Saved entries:
##########

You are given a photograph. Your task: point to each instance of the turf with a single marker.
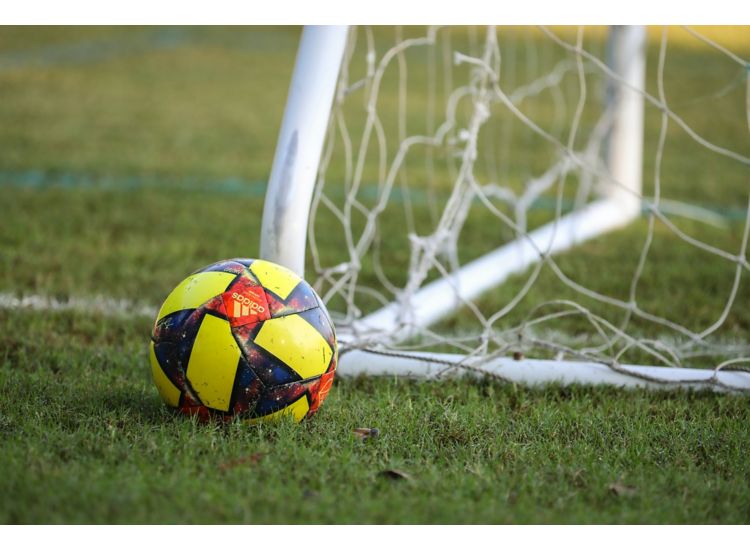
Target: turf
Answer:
(122, 152)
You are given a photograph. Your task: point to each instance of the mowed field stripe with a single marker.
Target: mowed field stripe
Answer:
(101, 305)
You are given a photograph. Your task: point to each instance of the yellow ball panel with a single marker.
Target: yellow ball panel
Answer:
(213, 363)
(277, 279)
(195, 291)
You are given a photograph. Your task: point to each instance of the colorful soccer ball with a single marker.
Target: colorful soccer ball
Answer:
(244, 338)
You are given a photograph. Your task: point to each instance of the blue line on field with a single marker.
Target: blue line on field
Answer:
(89, 51)
(235, 186)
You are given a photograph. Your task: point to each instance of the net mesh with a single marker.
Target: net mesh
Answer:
(447, 143)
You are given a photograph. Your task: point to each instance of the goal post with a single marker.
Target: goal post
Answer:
(396, 336)
(303, 130)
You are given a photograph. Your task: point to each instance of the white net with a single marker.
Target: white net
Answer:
(472, 171)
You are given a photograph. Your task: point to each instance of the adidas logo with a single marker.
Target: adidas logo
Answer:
(242, 306)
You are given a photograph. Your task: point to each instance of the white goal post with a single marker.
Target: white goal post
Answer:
(369, 343)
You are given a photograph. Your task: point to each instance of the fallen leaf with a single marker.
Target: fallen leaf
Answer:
(366, 433)
(250, 459)
(398, 475)
(621, 490)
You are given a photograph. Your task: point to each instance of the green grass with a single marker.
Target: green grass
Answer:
(170, 130)
(88, 440)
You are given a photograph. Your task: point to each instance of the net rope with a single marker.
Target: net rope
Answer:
(445, 143)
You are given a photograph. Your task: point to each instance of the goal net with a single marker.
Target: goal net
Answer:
(537, 203)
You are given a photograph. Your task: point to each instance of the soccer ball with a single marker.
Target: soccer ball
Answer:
(244, 338)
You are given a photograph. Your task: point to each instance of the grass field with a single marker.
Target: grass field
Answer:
(121, 152)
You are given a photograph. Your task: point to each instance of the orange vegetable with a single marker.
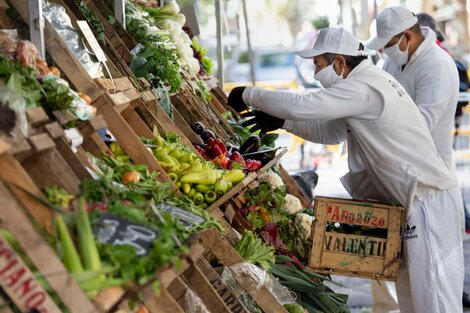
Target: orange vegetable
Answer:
(54, 70)
(85, 97)
(130, 177)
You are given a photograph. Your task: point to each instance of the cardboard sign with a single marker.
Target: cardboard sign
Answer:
(20, 284)
(118, 231)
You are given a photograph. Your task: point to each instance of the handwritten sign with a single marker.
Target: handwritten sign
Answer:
(20, 284)
(118, 231)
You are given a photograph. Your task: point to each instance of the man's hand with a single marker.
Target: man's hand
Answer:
(262, 121)
(235, 99)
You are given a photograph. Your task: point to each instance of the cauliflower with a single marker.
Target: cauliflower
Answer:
(272, 178)
(304, 222)
(292, 205)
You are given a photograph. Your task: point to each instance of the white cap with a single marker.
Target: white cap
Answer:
(391, 22)
(333, 40)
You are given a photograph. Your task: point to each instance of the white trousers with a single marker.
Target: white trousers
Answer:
(384, 297)
(431, 273)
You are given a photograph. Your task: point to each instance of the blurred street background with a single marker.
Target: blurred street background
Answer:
(254, 43)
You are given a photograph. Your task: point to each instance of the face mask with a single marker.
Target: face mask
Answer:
(396, 55)
(327, 76)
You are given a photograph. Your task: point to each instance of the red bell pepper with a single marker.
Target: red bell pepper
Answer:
(201, 151)
(221, 160)
(237, 157)
(215, 147)
(253, 165)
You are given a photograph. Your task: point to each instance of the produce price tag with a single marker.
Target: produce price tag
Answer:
(118, 231)
(187, 219)
(20, 283)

##########

▶ WHAT IS NEEDED: All of the data is to be returned exactly, with no pictures included.

▶ RESPONSE TO THIS TASK:
You are given a photograph. Your task: point to each instance of the turf with a single marker.
Target: turf
Answer:
(122, 152)
You are given a photograph. Your task: point to each instance of the mowed field stripe with a single marker.
Target: mowed field stripe
Answer:
(101, 305)
You are given a photograph. Your task: point to each instance of the yellow ball panel with a single marker.
Target: yellow ball panel
Answer:
(213, 363)
(277, 279)
(195, 291)
You are given a photograph. Your task: point to each instance of the colorful soccer ball with a single marker.
Target: colorful soccer ball
Answer:
(244, 338)
You are given a photograph. Your task: point to each instance of the blue line on field with a single marker.
Target: blue line on field
Answer:
(89, 51)
(235, 186)
You are given a photograph. Your task: point to each instance of the net mesh with a single marker.
Target: net mesh
Answer:
(447, 143)
You are given a photograph. Your task: point to each instance of the goal post with a single marker.
Target: goal post
Answer:
(396, 336)
(303, 130)
You are given a photograph. Your task: point to each instance of the white net with a single marker.
Target: white net
Answer:
(472, 171)
You are given a photograph. Your task: point to each instance of the adidas logo with a single marker.
Target: adidas logo
Answer:
(242, 306)
You are given a photograph. Your task: point to each instance of the white goal post with a single marker.
Target: white goal post
Answer:
(369, 343)
You are given a photograph. Your task: point to each instance of the fallen leaf with a single marker.
Target: fallen leaf
Answer:
(366, 433)
(250, 459)
(398, 475)
(621, 490)
You are given a photograph. Your task: point to each instance of the green grass with a single marker.
Target: green grass
Answer:
(170, 130)
(88, 440)
You are given a photograph. Your task: point to each instance of the net rope with a single marker.
Target: net rope
Answer:
(445, 143)
You are given a photograph. Your task: point to each instance of the goal net with a single marker.
Target: goal net
Answer:
(537, 203)
You are given a photograph. Your task: point to each instance of the soccer ball with a single marker.
Target: soccer ball
Answer:
(244, 338)
You are given a photograph. Your task: point to each instance of the grass field with a single marker.
Target: grass field
Answer:
(121, 152)
You are given a photograph. Your task: point to each instance of the orange vegetable with a single marker.
Target: orange vegetable
Answer:
(54, 70)
(85, 97)
(130, 177)
You are given a photograph. Your task: point to each instance of the cardboard sign with a single marker.
Target: cardboard sign
Answer:
(20, 284)
(118, 231)
You are given a photograph. Your task: point to each instance of the handwritten sign with a single marker.
Target: handwritten sign
Answer:
(20, 284)
(118, 231)
You are given a photograph. Your task: point to each instance of the man's hand with a single marker.
Target: man's hand
Answer:
(262, 121)
(235, 99)
You are given a photograph. Your task: point to each instance of the cauliflower with a single marker.
Target: cauliflower
Answer:
(272, 178)
(304, 222)
(292, 205)
You are given a photograph. Your task: point to each instance of the white cap with a single marker.
Target: white cap
Answer:
(391, 22)
(333, 40)
You are given a photograph. Your task: point to each instance of the white trousers with a single marker.
Target: white trousers
Answer:
(384, 297)
(431, 273)
You are given a photograph. Your task: point to each instance of the blurred street background with a single marker.
Target: blurred street background
Answer:
(254, 43)
You are given a photograph. Your task: point to each instance of the face mask with a single marker.
Target: face mask
Answer:
(396, 55)
(327, 76)
You are given a photograph. Your task: point to each instance of the red bell pepper with a single marker.
Target: red bell pepper
Answer:
(201, 151)
(221, 160)
(237, 157)
(215, 147)
(253, 165)
You are given a photograph. Your task: point to each instance of the produce price tag with a single marker.
Target: produce price tag
Answer:
(118, 231)
(187, 219)
(20, 283)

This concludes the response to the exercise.